— Start of Listed records —

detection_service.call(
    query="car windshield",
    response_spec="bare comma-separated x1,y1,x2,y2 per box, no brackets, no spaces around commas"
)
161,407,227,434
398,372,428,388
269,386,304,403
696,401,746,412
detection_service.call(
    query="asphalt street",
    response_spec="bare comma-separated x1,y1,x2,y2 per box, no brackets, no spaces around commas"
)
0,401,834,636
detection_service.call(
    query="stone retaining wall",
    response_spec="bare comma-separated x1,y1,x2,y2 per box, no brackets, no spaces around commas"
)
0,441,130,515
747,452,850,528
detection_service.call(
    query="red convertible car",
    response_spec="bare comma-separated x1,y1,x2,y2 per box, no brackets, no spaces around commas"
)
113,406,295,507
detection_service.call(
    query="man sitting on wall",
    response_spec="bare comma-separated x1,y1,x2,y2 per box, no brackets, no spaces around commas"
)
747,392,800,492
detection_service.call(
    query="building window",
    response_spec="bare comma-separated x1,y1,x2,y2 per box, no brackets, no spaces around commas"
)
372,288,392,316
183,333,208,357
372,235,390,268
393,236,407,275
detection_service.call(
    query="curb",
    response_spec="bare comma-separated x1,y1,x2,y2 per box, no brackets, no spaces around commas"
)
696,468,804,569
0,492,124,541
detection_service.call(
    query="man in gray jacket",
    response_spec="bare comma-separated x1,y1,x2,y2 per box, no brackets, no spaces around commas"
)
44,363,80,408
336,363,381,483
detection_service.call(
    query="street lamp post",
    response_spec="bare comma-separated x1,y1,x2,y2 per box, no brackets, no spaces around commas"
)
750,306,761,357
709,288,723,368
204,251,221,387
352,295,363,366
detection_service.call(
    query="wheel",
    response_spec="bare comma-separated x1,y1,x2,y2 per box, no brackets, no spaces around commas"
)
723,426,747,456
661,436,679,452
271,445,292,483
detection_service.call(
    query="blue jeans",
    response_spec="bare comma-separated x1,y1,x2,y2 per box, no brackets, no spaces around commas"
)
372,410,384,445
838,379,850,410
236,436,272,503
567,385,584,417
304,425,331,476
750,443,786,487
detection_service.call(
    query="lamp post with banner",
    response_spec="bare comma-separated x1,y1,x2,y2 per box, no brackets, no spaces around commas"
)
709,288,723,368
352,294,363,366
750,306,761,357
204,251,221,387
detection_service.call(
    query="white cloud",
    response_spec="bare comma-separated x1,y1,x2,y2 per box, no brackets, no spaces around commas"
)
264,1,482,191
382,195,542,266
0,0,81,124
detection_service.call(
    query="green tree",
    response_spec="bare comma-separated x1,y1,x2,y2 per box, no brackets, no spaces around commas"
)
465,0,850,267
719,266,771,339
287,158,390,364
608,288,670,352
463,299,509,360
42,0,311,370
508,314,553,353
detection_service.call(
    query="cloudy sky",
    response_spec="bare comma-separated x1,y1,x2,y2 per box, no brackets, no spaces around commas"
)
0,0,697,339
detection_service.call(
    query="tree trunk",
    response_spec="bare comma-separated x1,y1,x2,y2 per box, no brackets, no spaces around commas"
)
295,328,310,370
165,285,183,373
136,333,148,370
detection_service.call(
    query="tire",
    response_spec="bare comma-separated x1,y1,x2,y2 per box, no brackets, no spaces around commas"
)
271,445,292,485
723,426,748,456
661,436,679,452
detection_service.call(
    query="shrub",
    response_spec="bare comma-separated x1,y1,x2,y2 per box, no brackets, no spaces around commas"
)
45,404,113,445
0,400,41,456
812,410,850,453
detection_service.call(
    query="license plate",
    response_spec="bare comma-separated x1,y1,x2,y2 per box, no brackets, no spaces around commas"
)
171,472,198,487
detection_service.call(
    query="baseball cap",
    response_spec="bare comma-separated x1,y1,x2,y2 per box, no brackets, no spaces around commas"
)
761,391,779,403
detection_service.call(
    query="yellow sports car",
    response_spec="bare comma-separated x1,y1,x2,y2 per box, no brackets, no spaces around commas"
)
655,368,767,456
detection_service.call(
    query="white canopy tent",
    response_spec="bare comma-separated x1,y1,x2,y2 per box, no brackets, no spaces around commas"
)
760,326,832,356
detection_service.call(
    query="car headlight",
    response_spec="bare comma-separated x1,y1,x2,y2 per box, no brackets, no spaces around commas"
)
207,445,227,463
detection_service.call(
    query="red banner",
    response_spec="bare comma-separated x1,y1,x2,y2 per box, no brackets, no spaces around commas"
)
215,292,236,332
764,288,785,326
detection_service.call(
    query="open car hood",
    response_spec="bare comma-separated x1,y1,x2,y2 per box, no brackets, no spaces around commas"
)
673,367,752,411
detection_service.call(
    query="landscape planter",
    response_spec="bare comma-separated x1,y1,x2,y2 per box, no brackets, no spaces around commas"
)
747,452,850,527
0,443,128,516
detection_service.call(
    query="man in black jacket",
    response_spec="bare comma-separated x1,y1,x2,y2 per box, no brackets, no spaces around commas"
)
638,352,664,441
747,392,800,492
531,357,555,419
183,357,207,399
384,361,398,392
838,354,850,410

— End of Listed records —

▶ [Requirements] Copy the data above line for line, without any changes.

▶ [Worked solution]
detection_service.call(
    query="car windshield",
    response_spec="bare comma-separated x1,y1,x2,y2 per box, no brackets, no spaces around commas"
)
161,407,227,434
398,372,428,388
269,386,304,403
696,401,746,412
detection_service.call(
    query="asphalt street",
    response_spec="bare comma-separated x1,y1,x2,y2 per box, no brackets, no spaces around commas"
)
0,401,834,636
detection_service.call(
    query="stone retaining wall",
    response_spec="bare comma-separated x1,y1,x2,y2 per box, no brackets, no spaces around commas"
)
0,441,130,515
747,452,850,528
detection_service.call(
    query="red convertible car",
    response_spec="bare comma-separated x1,y1,x2,y2 per box, no brackets, no spaces around commas"
)
113,406,295,507
detection_service.call(
    query="man sitting on wall",
    response_spec="bare comma-separated x1,y1,x2,y2 per box, no brackets, no spaces around commas"
)
747,392,800,492
detection_service.call(
    query="building window",
    response_spec="bare comma-separated x1,y1,x2,y2 per box, no brackets, no spaces around commas"
)
372,288,392,316
183,333,208,357
372,235,390,268
393,236,407,275
detection_service.call(
    query="curb",
    response_spec="bare comma-separated x1,y1,x2,y2 per box, no brackets, no spaces around commas"
)
696,468,804,569
0,492,124,541
detection_service.call(
    query="man in gray jacket",
    response_spec="bare comma-separated x1,y1,x2,y2 per box, no brackets, no spaces around commas"
)
44,363,80,408
336,363,381,483
detection_service.call(
    query="street lamp post",
    response_spec="bare comma-separated x1,y1,x2,y2 per box, no brackets, no spaces around commas"
)
750,306,761,357
709,288,723,368
204,251,221,387
352,295,363,366
detection_service.call(
    query="wheel",
    response_spec="bare comma-separated x1,y1,x2,y2 per box, no brackets, no spaces around commas"
)
723,426,747,456
661,436,679,452
271,445,292,483
detection_service.call(
    query="blue jeans",
    response_spec="bare comma-separated x1,y1,x2,y2 per box, no brackets, no spaces around commas"
)
372,410,384,445
838,379,850,410
236,436,272,503
567,385,584,417
304,425,331,476
750,443,786,487
detection_service.call(
    query="lamp post with banner",
    response_spec="bare comma-separated x1,y1,x2,y2 per box, no brackets, no spaces around commas"
)
709,288,723,368
352,294,363,366
750,306,761,357
204,251,221,387
detection_service.call(
    query="white cloud",
    response_spec="bare comma-separated x1,y1,x2,y2 per box, no brackets, no spaces around commas"
)
264,1,482,191
382,195,542,266
0,0,81,124
detection_service.call(
    query="green tree",
    response_spec="bare comma-separated x1,y1,x2,y2 per box, no brackets, no spaces around commas"
)
465,0,850,267
719,266,771,339
287,158,390,364
608,288,670,352
463,299,509,360
42,0,311,370
508,314,553,353
detection_service.call(
    query="cloudy sky",
    response_spec="bare comma-separated x1,y1,x2,y2 per box, no brackets, no spaces around commas"
)
0,0,697,339
detection_service.call(
    query="tree trunk",
    response_spec="bare comma-separated x1,y1,x2,y2 per box, no brackets, no spaces around commas"
)
295,328,310,370
165,285,183,373
136,333,148,370
detection_service.call(
    query="tire",
    response_spec="bare comma-separated x1,y1,x2,y2 per box, no brackets, no spaces around commas"
)
271,445,292,485
723,426,748,456
661,436,679,452
detection_service.call(
    query="shrub",
    response_spec="bare comma-separated x1,y1,x2,y2 per box, no brackets, no spaces around commas"
)
45,404,113,445
0,400,41,456
812,410,850,453
detection_service.call(
    query="license plate",
    response_spec="bare comma-separated x1,y1,x2,y2 per box, no brackets, no spaces around commas"
)
171,472,198,487
detection_service.call(
    query="baseball cap",
    response_spec="bare comma-separated x1,y1,x2,y2 per box, no brackets, no spaces around commas"
)
761,391,779,403
detection_service.call(
    query="yellow sports car",
    response_spec="bare comma-separated x1,y1,x2,y2 per box, no brackets, no spaces around commas"
)
655,368,767,456
detection_service.call(
    query="white canopy tent",
    response_spec="bare comma-separated x1,y1,x2,y2 per box, no brackets, no spaces around commas"
)
760,326,832,356
detection_service.call(
    query="car headlight",
    response_spec="bare comma-separated x1,y1,x2,y2 per box, no brackets, no spaces around commas"
)
207,445,227,463
detection_service.call(
    query="red banner",
    response_spec="bare comma-separated x1,y1,x2,y2 per box, no brackets, no spaces around commas"
)
215,292,236,332
764,288,785,326
detection_service.call(
    query="open car hood",
    response_spec="bare comma-separated x1,y1,x2,y2 per box, no brackets, no spaces around commas"
)
673,367,752,411
detection_service.call(
    query="landscape planter",
    response_spec="bare comma-separated x1,y1,x2,y2 per box, no brackets, no spaces around commas"
)
747,452,850,527
0,443,128,516
detection_service.call(
    query="man in black jacket",
    response_spec="bare comma-separated x1,y1,x2,y2 per box, no brackets, no spaces around commas"
)
638,352,664,441
747,392,800,492
531,357,555,419
183,357,207,399
384,361,398,392
838,354,850,410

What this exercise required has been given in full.